= STATED EXERCISE =
Rewrite the records below with every "vertex pairs" changed to "coordinate pairs" and all else left as is. Leave the pictures out of your answer.
-- Begin GIVEN RECORDS --
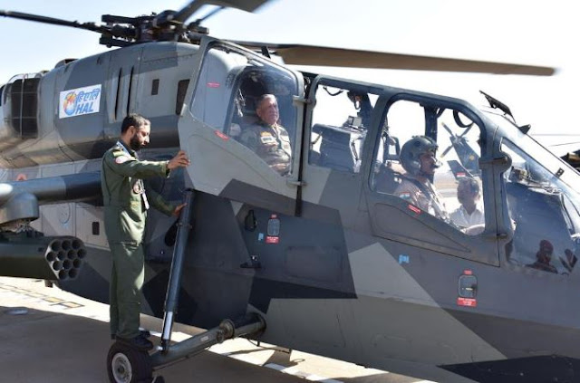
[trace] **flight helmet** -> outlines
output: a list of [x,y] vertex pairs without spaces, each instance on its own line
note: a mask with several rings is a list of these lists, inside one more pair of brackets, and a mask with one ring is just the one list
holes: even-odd
[[401,165],[407,173],[418,176],[420,172],[420,156],[430,152],[435,154],[438,148],[437,142],[430,137],[414,136],[401,148]]

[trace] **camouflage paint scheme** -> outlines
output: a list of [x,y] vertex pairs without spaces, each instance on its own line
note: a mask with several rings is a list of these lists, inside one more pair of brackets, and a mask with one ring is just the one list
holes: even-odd
[[[566,379],[580,370],[577,276],[562,282],[557,275],[514,273],[504,254],[509,238],[497,235],[506,232],[500,191],[491,182],[505,169],[493,160],[498,155],[498,137],[517,140],[520,132],[498,131],[464,101],[405,91],[461,110],[487,129],[482,173],[491,203],[486,204],[487,231],[478,237],[418,215],[401,199],[372,193],[368,183],[372,144],[365,146],[362,171],[355,175],[313,167],[300,148],[295,168],[303,162],[303,179],[294,184],[274,180],[278,176],[266,167],[248,170],[249,160],[226,169],[232,162],[219,159],[228,141],[188,112],[201,53],[210,42],[200,47],[139,44],[49,72],[41,81],[39,139],[3,150],[2,180],[98,171],[100,158],[117,139],[127,111],[142,113],[152,129],[150,148],[141,158],[168,158],[180,147],[192,158],[187,171],[152,187],[175,202],[186,187],[198,190],[178,321],[209,328],[224,318],[256,311],[267,323],[260,338],[264,341],[368,367],[445,382],[545,381],[517,375],[521,370],[532,371],[538,379],[572,381]],[[296,76],[303,89],[302,75]],[[160,97],[151,94],[155,79]],[[190,86],[181,110],[174,91],[186,80]],[[54,94],[92,84],[103,86],[100,112],[58,119]],[[44,93],[51,90],[54,94]],[[379,91],[377,113],[401,91],[384,87]],[[310,123],[308,117],[303,121],[304,107],[308,111],[313,105],[296,104],[296,142],[303,142],[303,148],[308,142],[302,137],[303,122]],[[372,117],[374,133],[380,117]],[[41,212],[35,228],[47,235],[75,235],[87,246],[81,274],[61,286],[107,302],[111,257],[102,208],[98,203],[65,203],[44,206]],[[252,215],[255,227],[247,225]],[[276,218],[278,241],[266,243],[268,221]],[[174,223],[175,218],[156,212],[149,216],[144,307],[146,313],[160,317]],[[261,268],[240,267],[250,255],[257,257]],[[478,279],[477,307],[457,304],[458,281],[466,270]],[[540,292],[563,299],[542,301],[536,298]]]

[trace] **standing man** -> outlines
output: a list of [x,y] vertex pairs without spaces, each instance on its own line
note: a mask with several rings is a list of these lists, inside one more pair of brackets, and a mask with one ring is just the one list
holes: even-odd
[[450,223],[450,215],[441,196],[431,183],[440,165],[435,158],[438,145],[430,137],[415,136],[401,148],[401,165],[405,173],[394,195]]
[[140,332],[141,288],[145,273],[143,233],[150,203],[158,210],[179,215],[185,206],[168,204],[142,178],[169,177],[169,171],[189,165],[182,150],[169,161],[140,161],[136,151],[149,143],[150,122],[139,114],[127,116],[119,141],[102,157],[105,232],[112,256],[111,276],[111,338],[140,350],[153,344]]
[[260,121],[244,129],[239,140],[256,152],[266,164],[282,176],[290,173],[292,148],[290,136],[280,124],[278,101],[274,94],[262,95],[256,104]]

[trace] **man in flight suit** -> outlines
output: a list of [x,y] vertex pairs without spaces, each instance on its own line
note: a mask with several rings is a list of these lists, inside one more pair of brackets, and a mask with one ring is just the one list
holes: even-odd
[[405,142],[401,148],[401,164],[407,173],[393,194],[450,223],[445,204],[430,181],[440,167],[435,158],[437,148],[437,142],[427,136],[415,136]]
[[274,94],[264,94],[256,102],[260,121],[244,129],[239,140],[251,148],[273,169],[285,176],[290,173],[292,148],[290,137],[280,124],[278,102]]
[[153,190],[145,190],[143,178],[169,177],[187,167],[189,159],[179,152],[169,161],[140,161],[136,151],[149,143],[150,122],[138,114],[127,116],[121,138],[102,157],[105,232],[112,256],[111,276],[111,338],[140,350],[153,344],[140,332],[141,288],[144,278],[143,233],[150,203],[160,212],[179,215],[184,205],[168,204]]

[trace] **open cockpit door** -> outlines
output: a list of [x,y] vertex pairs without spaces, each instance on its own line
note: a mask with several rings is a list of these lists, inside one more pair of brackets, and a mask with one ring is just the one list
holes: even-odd
[[[179,123],[188,174],[200,191],[294,214],[302,142],[303,81],[236,45],[205,39]],[[264,95],[271,95],[262,103]],[[260,105],[277,103],[277,120]],[[266,109],[266,107],[265,107]],[[266,112],[265,112],[266,113]],[[269,110],[270,118],[275,113]],[[270,121],[271,122],[271,121]]]

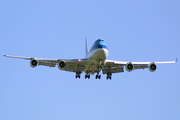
-- End GIVEN RECORDS --
= RESULT OF THE TASK =
[trace] **flight helmet** -> outlines
output: a list of [x,y] coordinate pairs without spaces, each instance on its own line
note: a mask with several rings is a list of these lists, inside one more pair of brackets, and a mask with one ring is just the one list
holes: even-odd
[[401,165],[407,173],[418,176],[420,172],[420,156],[430,152],[435,154],[438,148],[437,142],[430,137],[414,136],[401,148]]

[trace] **camouflage paint scheme** -> outlines
output: a list of [x,y] coordinate pairs without spaces, each instance on its own line
note: a mask with several rings is a list of these lists, inside one more pair of brackets, and a mask with one ring is just the one list
holes: even-odd
[[[566,379],[580,370],[577,276],[562,282],[557,275],[514,273],[504,254],[509,238],[497,235],[506,232],[500,191],[491,182],[505,169],[493,160],[498,155],[498,137],[517,140],[520,132],[498,131],[464,101],[405,91],[461,110],[487,129],[482,173],[491,203],[486,204],[487,231],[478,237],[418,215],[401,199],[372,193],[368,183],[372,144],[365,146],[362,171],[355,175],[313,167],[300,148],[295,168],[303,162],[303,179],[294,184],[274,180],[278,176],[266,167],[248,170],[249,160],[226,169],[232,162],[219,159],[228,141],[188,112],[201,53],[210,42],[200,47],[139,44],[49,72],[41,81],[39,139],[3,150],[2,180],[98,171],[100,158],[117,139],[127,111],[142,113],[152,129],[150,148],[141,158],[168,158],[180,147],[192,158],[187,171],[152,187],[175,202],[186,187],[198,190],[178,321],[209,328],[224,318],[256,311],[267,323],[260,338],[264,341],[368,367],[445,382],[545,381],[517,375],[521,370],[532,371],[538,379],[572,381]],[[296,76],[303,89],[302,75]],[[160,97],[151,94],[155,79]],[[190,86],[181,110],[174,91],[186,80]],[[54,94],[92,84],[103,86],[100,112],[58,119]],[[44,93],[51,90],[54,94]],[[379,91],[377,113],[401,91],[384,87]],[[310,123],[308,117],[303,121],[304,107],[308,111],[313,105],[296,104],[296,142],[303,142],[303,148],[308,142],[302,137],[303,122]],[[372,117],[374,133],[380,117]],[[41,212],[35,228],[47,235],[75,235],[87,246],[81,274],[61,286],[107,302],[111,257],[102,208],[98,203],[65,203],[44,206]],[[252,215],[255,227],[247,225]],[[276,218],[278,241],[266,243],[268,221]],[[174,223],[175,218],[156,212],[149,216],[144,307],[146,313],[160,317]],[[261,268],[240,267],[250,255],[257,257]],[[478,279],[477,307],[457,304],[458,281],[466,270]],[[540,292],[563,299],[542,301],[536,298]]]

[trace] **standing man** -> outlines
output: a list of [x,y] coordinate pairs without spaces, each instance on its own line
note: a mask with several rings is a list of these lists, inside one more pair of brackets, and a mask with one ring is just the one list
holes: even-odd
[[450,223],[450,215],[441,196],[431,183],[440,165],[435,158],[438,145],[430,137],[415,136],[401,148],[401,165],[405,173],[394,195]]
[[140,332],[141,288],[145,273],[143,233],[150,203],[158,210],[179,215],[185,206],[168,204],[142,178],[169,177],[169,171],[189,165],[182,150],[169,161],[140,161],[136,151],[149,143],[150,122],[139,114],[127,116],[119,141],[102,157],[105,232],[112,256],[111,276],[111,338],[140,350],[153,344]]
[[260,121],[244,129],[239,140],[256,152],[266,164],[282,176],[290,173],[292,148],[290,136],[280,124],[278,101],[274,94],[262,95],[256,104]]

[trace] **man in flight suit** -> outlines
output: a list of [x,y] coordinate pairs without spaces, each instance on its own line
note: a mask with several rings is a list of these lists, inside one more pair of brackets, and a mask with one ring is just the one list
holes: even-odd
[[405,142],[401,148],[401,164],[407,173],[393,194],[450,223],[445,204],[430,181],[440,167],[435,158],[437,148],[437,142],[427,136],[415,136]]
[[274,94],[264,94],[256,102],[260,121],[244,129],[239,140],[251,148],[273,169],[285,176],[290,173],[292,148],[290,137],[280,124],[278,102]]
[[153,190],[145,190],[143,178],[169,177],[187,167],[189,159],[179,152],[169,161],[140,161],[136,151],[149,143],[150,122],[138,114],[127,116],[121,138],[102,157],[105,232],[112,256],[111,276],[111,338],[140,350],[153,344],[140,332],[141,288],[144,278],[143,233],[150,203],[160,212],[179,215],[184,205],[168,204]]

[trace] **open cockpit door** -> outlines
output: a list of [x,y] coordinate pairs without spaces, each instance on its own line
note: a mask with several rings is a list of these lists, inside one more pair of brackets, and a mask with one ring is just the one list
holes: even-odd
[[[179,123],[188,174],[200,191],[294,214],[302,142],[303,81],[236,45],[205,39]],[[264,95],[271,95],[262,103]],[[260,105],[277,103],[277,120]],[[266,109],[266,107],[265,107]],[[266,112],[265,112],[266,113]],[[269,110],[270,118],[275,113]],[[270,121],[271,122],[271,121]]]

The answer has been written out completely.